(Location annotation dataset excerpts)
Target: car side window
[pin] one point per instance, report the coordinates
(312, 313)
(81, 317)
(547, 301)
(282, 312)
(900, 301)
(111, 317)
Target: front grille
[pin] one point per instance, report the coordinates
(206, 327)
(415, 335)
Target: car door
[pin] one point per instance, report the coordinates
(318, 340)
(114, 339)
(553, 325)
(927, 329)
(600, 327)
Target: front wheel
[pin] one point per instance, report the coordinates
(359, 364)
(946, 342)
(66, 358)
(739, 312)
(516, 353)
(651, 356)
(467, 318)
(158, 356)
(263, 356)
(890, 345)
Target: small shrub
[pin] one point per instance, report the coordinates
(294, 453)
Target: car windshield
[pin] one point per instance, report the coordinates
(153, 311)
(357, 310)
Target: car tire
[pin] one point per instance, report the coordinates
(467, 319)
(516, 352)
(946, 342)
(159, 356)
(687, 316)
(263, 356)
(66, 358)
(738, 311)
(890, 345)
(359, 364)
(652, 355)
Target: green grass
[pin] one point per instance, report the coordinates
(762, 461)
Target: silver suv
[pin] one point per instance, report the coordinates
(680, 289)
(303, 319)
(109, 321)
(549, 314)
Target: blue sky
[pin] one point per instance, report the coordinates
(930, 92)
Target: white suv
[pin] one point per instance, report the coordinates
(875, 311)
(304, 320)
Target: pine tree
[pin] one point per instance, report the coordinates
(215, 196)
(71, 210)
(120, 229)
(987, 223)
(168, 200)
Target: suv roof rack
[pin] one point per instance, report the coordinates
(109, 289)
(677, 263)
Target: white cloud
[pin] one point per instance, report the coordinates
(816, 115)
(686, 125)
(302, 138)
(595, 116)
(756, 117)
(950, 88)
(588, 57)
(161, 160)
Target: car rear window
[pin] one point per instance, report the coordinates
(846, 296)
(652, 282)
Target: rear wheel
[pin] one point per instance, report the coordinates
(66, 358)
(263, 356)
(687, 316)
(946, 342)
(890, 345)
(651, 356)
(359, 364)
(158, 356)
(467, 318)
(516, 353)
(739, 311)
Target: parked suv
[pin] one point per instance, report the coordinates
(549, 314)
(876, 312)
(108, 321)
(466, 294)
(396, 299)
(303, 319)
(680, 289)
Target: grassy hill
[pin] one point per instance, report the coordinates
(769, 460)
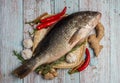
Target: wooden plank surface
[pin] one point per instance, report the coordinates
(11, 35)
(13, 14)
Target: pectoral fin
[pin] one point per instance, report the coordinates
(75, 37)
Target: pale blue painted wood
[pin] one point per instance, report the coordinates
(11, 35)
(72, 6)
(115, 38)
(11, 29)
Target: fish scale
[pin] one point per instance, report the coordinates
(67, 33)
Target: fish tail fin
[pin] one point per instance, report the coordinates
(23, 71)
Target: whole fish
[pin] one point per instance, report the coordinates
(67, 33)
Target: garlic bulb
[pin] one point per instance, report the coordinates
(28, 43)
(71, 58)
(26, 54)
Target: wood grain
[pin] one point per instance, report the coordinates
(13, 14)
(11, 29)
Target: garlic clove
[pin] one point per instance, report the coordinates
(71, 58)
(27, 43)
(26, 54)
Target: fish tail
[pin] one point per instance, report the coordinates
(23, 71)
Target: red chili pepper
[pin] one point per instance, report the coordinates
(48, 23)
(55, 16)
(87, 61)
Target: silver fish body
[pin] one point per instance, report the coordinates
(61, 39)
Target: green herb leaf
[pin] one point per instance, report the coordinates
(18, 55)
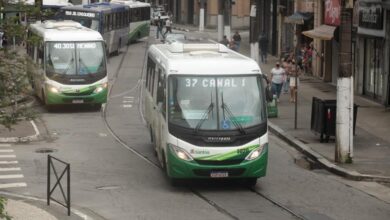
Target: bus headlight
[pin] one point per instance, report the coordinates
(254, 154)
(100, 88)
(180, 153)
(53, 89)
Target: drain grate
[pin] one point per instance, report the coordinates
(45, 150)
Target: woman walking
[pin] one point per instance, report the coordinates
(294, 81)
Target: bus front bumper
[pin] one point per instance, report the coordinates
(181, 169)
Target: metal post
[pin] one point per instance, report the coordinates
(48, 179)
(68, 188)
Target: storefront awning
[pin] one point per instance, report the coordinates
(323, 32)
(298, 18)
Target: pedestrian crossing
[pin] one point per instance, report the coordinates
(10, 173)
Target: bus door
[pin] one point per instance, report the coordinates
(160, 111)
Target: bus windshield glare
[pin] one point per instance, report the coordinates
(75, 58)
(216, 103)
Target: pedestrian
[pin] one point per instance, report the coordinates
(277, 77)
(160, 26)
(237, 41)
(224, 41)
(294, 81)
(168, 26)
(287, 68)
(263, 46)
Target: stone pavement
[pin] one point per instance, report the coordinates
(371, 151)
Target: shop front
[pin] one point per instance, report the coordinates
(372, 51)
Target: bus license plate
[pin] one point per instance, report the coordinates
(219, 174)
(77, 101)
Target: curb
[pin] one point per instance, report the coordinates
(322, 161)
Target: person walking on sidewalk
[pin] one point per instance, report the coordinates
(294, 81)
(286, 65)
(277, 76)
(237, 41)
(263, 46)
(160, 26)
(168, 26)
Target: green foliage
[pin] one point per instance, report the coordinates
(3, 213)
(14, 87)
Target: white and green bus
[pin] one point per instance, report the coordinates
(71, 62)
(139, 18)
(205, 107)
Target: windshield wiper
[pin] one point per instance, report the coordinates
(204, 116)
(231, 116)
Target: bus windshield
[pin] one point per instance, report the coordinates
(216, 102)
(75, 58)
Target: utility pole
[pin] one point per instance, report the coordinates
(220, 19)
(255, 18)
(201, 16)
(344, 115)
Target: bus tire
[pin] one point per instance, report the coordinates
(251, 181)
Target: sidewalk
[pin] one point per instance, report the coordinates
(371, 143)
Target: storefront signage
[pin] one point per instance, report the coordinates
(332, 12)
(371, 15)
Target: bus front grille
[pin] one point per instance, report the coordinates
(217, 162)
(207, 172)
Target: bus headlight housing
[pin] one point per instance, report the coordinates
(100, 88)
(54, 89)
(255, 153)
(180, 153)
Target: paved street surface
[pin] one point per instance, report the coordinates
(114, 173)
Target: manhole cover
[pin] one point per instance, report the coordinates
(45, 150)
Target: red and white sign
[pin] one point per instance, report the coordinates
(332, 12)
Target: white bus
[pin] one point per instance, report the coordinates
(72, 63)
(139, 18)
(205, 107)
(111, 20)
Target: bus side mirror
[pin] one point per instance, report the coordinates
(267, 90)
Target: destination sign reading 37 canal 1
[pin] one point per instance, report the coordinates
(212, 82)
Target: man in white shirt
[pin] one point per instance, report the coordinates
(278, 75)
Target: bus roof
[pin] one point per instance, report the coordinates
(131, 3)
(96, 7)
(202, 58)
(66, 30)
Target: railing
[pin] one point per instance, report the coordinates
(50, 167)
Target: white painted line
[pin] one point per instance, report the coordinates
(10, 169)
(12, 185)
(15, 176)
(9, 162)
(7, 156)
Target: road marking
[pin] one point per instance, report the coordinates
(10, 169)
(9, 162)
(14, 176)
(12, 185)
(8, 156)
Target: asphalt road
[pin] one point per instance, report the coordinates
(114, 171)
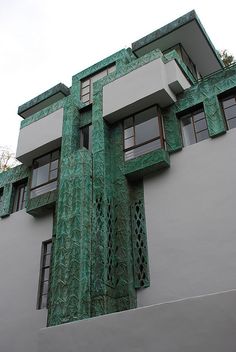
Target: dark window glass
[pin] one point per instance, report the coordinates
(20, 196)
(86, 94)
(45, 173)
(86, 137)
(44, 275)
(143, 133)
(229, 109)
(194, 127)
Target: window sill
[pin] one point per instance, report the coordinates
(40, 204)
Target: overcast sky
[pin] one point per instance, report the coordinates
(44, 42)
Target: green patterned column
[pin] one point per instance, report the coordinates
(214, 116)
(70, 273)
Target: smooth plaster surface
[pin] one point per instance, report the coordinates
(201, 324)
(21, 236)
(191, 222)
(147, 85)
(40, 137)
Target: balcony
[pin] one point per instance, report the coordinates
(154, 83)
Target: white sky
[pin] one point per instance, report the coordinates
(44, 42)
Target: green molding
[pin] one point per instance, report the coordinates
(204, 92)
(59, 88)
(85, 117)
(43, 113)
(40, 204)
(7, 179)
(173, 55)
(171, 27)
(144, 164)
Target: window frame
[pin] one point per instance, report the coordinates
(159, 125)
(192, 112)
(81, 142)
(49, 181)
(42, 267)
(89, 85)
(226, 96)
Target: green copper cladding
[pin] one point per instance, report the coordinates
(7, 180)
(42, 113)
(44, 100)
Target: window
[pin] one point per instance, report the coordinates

▸ REQUIRED WORK: Reproduce exactly the lines from the one containing "Target: overcast sky" through the last line of the records above, including both, and nothing else.

▸ COMPLETE ANSWER:
Target: overcast sky
[pin] one point per instance, report the coordinates
(44, 42)
Target: green patterned column
[pin] one point per instance, report the coordinates
(214, 116)
(70, 273)
Target: smooth plaster surface
[pin] one point per instance, report the coordinates
(201, 324)
(21, 236)
(191, 222)
(147, 85)
(40, 137)
Target: balcony
[pin] one point per instance, report the coordinates
(154, 83)
Target: white sky
[pin] one point per instance, report the coordinates
(44, 42)
Target: green molding
[pin] one point per instance, report the coordinates
(204, 92)
(59, 88)
(85, 117)
(43, 113)
(40, 204)
(7, 179)
(173, 55)
(171, 27)
(144, 164)
Target: window frame
[pin] one point per instance, report the coordinates
(159, 125)
(192, 112)
(81, 142)
(49, 181)
(42, 267)
(89, 85)
(226, 96)
Target: green copper cladding
[pin] one point per instance, report the coordinates
(7, 180)
(42, 113)
(44, 100)
Target: window
[pin] one point per instance, report the coordinates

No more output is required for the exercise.